But it also does something else: If I go back one microsecond before the die lands flat, a larger infinite number of “micro-states” of dice in the air converge onto a smaller infinite number of micro-states of dice on flat surfaces. What if the universe worked differently, and every time we threw a die it multiplied into an arbitrary number of new dice? How would we even define probability? Which is to say, a probabilistic model fundamentally compresses information by mapping many microstates to single macrostates, but this compression is only ontologically valid because we are modelling a convergent (or at least non-divergent) process.
It always confused me why the Central Limit Theorem worked. Like I can follow the math, whatever. But WHY should the sample means of arbitrary distributions all converge towards normal distributions?!?! Until I realised my bad habit of not reading definitions carefully had doomed me once again, once again, and had I properly read the statement of the theorem, I would have realised that the CLT only works for distributions with finite mean and variance! In other words, it models a convergent (or at least non-divergent) process!
No fucking shit the sample mean of a convergent process converges!

▸ **Provided information**:
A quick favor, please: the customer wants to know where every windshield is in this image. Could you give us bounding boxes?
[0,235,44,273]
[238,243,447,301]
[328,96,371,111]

---

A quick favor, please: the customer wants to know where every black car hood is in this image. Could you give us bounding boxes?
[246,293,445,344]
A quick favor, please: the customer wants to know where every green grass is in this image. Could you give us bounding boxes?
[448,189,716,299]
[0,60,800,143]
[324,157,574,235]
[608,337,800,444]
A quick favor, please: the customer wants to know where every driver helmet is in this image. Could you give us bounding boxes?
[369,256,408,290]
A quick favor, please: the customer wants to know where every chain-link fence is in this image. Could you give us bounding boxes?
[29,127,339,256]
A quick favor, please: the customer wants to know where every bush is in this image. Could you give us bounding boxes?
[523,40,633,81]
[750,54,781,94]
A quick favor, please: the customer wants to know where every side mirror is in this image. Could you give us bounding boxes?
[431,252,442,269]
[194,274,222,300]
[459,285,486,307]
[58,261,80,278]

---

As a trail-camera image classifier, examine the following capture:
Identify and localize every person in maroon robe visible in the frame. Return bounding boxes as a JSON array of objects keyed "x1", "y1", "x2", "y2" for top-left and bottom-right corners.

▸ **Assigned task**:
In the probability excerpt, which distributions does the Central Limit Theorem work for? Rely only on the probability excerpt, not on the material.

▸ **Task answer**:
Only distributions with finite mean and variance.